--- Provided passage ---
And if the Reds’ baseball plans this season play out into a postseason run, she might be finishing scheduled treatments right about the time her dad’s done playing this year.
“It’s tremendous. It’s a blessing,” Fraley said.
In one big way, he said, the recent offseason was no different than the one before, the one the family began the road from terrifying diagnosis to faith and focus on healing.
“I’m still resting in the Lord. I’m surrendering to Him,” Fraley said.
But Avery’s restored health over the past several months has admittedly breathed new life into Fraley, renewed peace and perspective.
And he’s felt the difference professionally, too, this year.
“Last year I was one foot in, and one foot out. It was just the nature of what we were going through,” said Fraley, who at one point last year took a six-day personal leave for Avery’s care. “When you go through something like that it definitely changes something inside you.
“But going into this season,” he said, “obviously it’s different in the aspect of I’m not having to wake up at 6 o’clock in the morning and then going to watch my daughter get chemo and then shooting over to the field for a 6 o’clock game. That obviously has changed. So you feel like you have a little bit more energy.”
Not that anyone from the outside would have suspected that something so profound was going on in his personal life off the field.
“Incredible,” said Collin Cowgill, the Reds first base and outfield coach. “I mean, the toughness that the guy shows day in and day out in general is exemplary. With all the stuff with Avery last year, if you didn’t know him, you wouldn’t know what was going on.”
Through it all, he still managed to hit a career-high .277 in 116 games with 20 stolen bases last year.
“He’s as tough of a human being as I’ve ever met,” Cowgill said. “This year, it’s not a noticeable difference, but I can tell the way he’s talking about his family life and in general just how much at peace he is there. And just a little bit more able to focus on baseball.”
Said Fraley: “It’s just changed me. It’s changed me for the better.”
Fraley and his family leaned hard into their faith during the year that turned their lives upside down, and Fraley calls that the key, for getting through it and for that change, even when it comes to baseball.
“As a man and a disciple of Christ, that’s everything, because we get so sucked up into this game, because it’s so difficult, and it’s so hard to be the best player in the world and to stay atop of those for as long as you can,” he said, “that (it’s) getting to that place of understanding that we’re going to spend more of our life not playing this game than playing, right?
“The betterment of the change for me going through all of that was really just understanding how grateful I am for all the little things. And it’s really kind of taken me to a new place that I’ve never been in baseball before.”
--- Supplied material ---
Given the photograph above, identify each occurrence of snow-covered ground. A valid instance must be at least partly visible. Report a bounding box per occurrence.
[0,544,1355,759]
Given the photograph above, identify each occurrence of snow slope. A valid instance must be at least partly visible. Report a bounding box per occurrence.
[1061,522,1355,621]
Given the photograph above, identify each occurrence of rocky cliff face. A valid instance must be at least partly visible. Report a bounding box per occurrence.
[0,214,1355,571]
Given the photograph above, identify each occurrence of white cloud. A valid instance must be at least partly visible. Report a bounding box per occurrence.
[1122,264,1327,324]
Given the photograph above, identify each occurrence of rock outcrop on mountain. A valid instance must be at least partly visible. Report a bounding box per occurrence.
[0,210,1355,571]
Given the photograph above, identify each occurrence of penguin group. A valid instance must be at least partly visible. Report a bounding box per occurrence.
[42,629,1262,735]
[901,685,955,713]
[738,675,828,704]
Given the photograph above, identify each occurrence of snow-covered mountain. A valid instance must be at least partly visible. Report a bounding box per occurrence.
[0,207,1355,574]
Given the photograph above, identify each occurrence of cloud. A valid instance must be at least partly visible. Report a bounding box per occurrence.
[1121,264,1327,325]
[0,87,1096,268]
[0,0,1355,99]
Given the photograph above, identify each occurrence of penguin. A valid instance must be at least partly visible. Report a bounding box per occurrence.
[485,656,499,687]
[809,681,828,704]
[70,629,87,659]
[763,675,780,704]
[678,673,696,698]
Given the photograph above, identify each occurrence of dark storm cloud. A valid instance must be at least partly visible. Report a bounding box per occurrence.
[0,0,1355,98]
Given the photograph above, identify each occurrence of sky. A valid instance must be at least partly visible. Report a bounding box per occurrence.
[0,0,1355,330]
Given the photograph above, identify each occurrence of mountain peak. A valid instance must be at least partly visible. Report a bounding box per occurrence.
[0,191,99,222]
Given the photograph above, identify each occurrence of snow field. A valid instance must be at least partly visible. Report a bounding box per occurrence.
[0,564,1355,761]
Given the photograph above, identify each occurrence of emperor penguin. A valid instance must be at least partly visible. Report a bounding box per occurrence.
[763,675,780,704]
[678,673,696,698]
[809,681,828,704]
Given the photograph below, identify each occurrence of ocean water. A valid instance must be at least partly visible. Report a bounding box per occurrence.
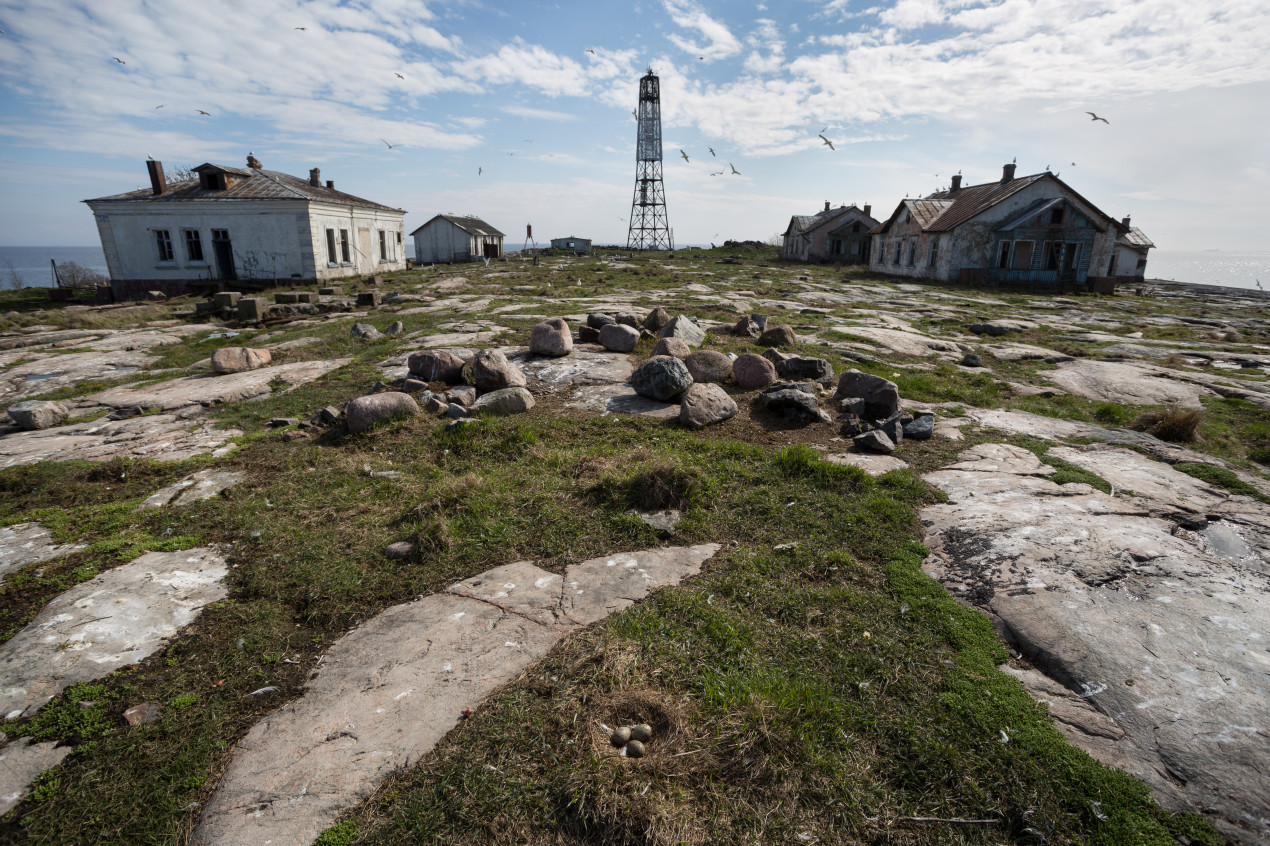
[0,246,1270,291]
[0,246,107,288]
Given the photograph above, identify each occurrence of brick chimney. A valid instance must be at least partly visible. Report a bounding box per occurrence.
[146,159,168,197]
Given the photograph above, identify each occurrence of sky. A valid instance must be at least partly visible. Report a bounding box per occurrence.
[0,0,1270,250]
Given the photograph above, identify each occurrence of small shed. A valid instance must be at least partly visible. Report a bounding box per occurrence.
[551,235,591,253]
[410,215,504,264]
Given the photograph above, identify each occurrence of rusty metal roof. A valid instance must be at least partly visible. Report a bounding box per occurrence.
[1115,226,1154,249]
[410,215,505,238]
[85,164,404,213]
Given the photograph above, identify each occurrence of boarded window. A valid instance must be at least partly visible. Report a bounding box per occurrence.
[155,229,174,262]
[1040,241,1063,271]
[184,229,203,262]
[1013,241,1033,271]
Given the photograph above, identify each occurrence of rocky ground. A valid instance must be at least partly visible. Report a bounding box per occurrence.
[0,253,1270,845]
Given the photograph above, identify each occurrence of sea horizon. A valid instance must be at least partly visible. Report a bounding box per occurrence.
[0,243,1270,290]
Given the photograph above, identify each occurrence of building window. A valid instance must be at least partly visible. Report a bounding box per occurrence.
[184,229,203,262]
[1013,241,1033,271]
[997,241,1010,271]
[155,229,175,262]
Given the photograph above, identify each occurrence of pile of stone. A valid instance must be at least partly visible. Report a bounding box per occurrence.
[834,370,935,452]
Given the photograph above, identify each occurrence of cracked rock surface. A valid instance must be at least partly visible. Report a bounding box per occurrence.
[191,544,719,846]
[922,443,1270,842]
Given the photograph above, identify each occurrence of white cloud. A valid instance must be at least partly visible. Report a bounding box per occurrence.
[662,0,740,61]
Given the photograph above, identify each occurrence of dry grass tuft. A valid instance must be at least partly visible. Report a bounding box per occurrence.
[1129,405,1204,443]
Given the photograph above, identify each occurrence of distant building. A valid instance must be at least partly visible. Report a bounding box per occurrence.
[1107,217,1154,282]
[84,155,405,300]
[870,164,1149,286]
[781,202,878,264]
[551,235,591,253]
[410,215,503,264]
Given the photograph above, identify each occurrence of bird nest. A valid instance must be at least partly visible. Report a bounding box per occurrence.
[587,690,710,771]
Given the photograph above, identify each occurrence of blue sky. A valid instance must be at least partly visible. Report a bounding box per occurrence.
[0,0,1270,250]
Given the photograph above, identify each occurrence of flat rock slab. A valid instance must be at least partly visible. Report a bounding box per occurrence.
[824,452,908,476]
[1038,359,1212,408]
[502,346,635,393]
[565,385,679,420]
[0,351,156,404]
[191,544,719,846]
[922,445,1270,842]
[826,325,961,356]
[0,414,243,467]
[0,547,229,716]
[89,358,352,410]
[0,737,71,817]
[0,523,84,577]
[136,470,246,511]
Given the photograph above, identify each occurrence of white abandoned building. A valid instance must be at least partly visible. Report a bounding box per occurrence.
[84,155,405,299]
[869,164,1151,287]
[410,215,503,264]
[781,201,878,264]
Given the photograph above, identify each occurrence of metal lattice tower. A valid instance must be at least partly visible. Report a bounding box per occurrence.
[626,67,674,250]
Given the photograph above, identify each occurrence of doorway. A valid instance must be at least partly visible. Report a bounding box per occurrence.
[212,229,237,279]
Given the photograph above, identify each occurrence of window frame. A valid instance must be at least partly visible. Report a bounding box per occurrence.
[154,229,177,264]
[180,229,207,264]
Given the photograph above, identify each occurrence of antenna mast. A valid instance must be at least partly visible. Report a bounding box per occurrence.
[626,67,674,250]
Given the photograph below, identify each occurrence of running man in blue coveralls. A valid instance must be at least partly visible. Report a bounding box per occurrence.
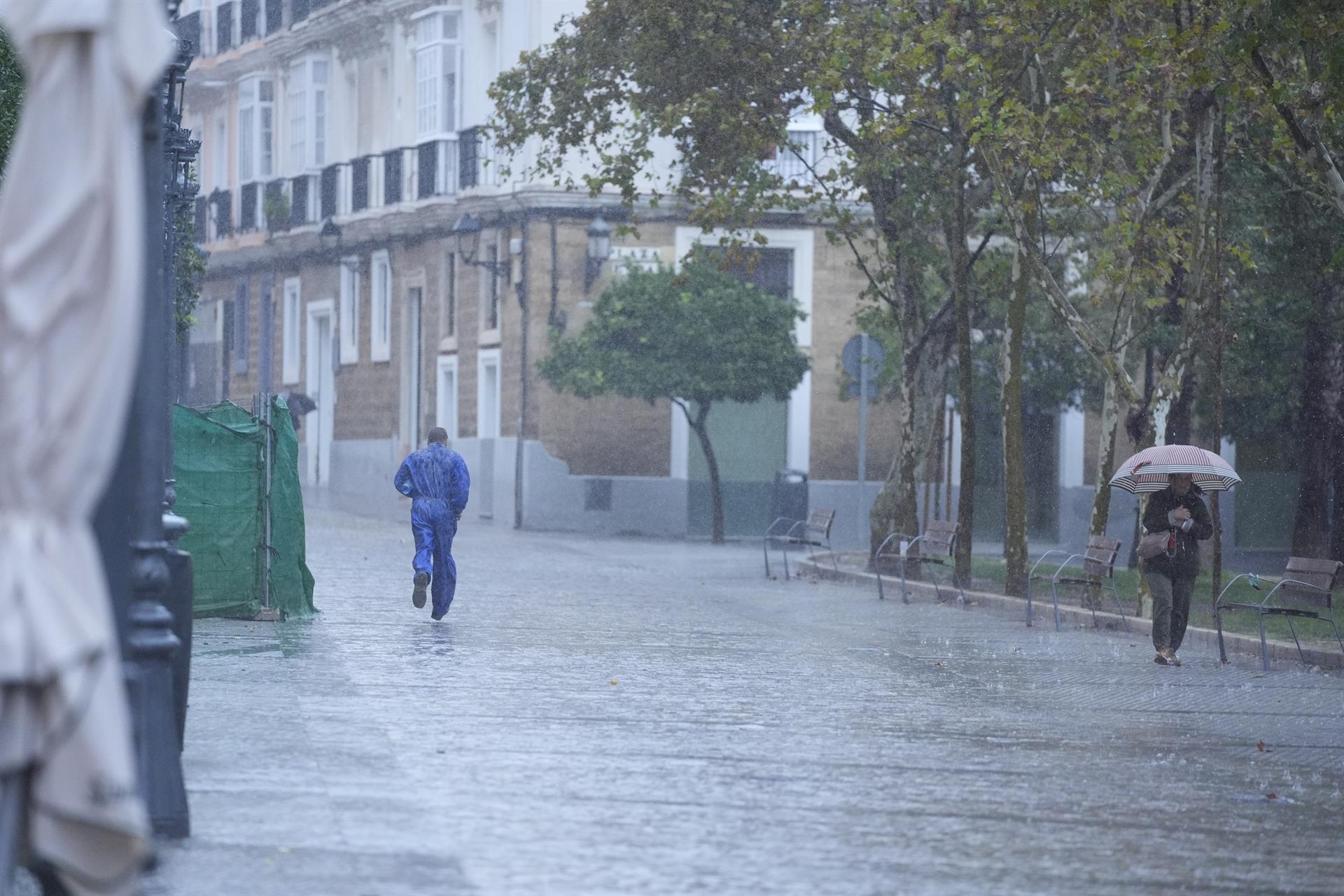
---
#### Directions:
1 - Answer these questions from the Fraley article:
(a) At what hour did Fraley have to wake up last year to go watch his daughter get chemo?
(b) What is Collin Cowgill's job with the Reds?
(c) What batting average did Fraley hit last year, and in how many games?
2 - Copy the Fraley article from "And if the Reds’" through "focus on healing.", replacing "postseason run" with "playoff run".
3 - In the Fraley article, shorten the paragraph that begins "Fraley and his family leaned hard" and keep its main facts.

#### Task-by-task results:
1 -
(a) 6 o'clock in the morning.
(b) He is the Reds first base and outfield coach.
(c) A career-high .277, in 116 games.

2 -
And if the Reds’ baseball plans this season play out into a playoff run, she might be finishing scheduled treatments right about the time her dad’s done playing this year.
“It’s tremendous. It’s a blessing,” Fraley said.
In one big way, he said, the recent offseason was no different than the one before, the one the family began the road from terrifying diagnosis to faith and focus on healing.

3 - Fraley says his family's strong faith during the year that upended their lives was the key to getting through it and to how it changed him, even in baseball.